[EXERCISE PROMPT]
Count the lines below that contain the string "wine". Reply with only the number.

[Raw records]
◆ ◆ ◆

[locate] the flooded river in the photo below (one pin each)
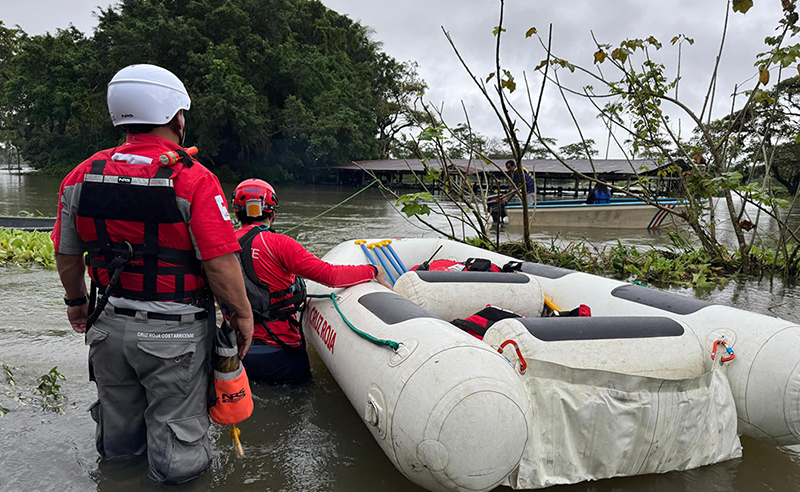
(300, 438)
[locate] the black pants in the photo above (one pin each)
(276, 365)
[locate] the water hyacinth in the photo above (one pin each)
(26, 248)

◆ ◆ ◆

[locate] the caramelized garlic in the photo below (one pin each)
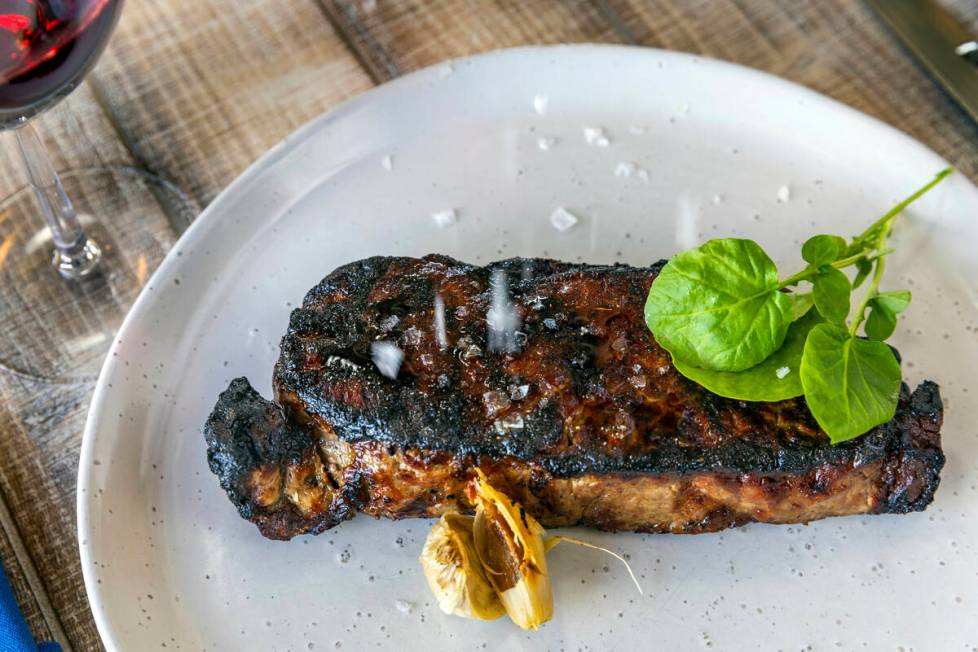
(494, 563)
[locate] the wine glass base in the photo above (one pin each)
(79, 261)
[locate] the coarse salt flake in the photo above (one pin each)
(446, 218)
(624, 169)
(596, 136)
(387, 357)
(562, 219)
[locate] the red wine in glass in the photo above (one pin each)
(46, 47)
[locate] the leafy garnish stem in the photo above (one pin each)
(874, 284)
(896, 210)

◆ ◆ ◆

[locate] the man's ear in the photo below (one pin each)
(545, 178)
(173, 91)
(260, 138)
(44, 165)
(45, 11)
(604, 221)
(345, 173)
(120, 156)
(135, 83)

◆ ◆ ◆

[WRITTEN SOLUTION]
2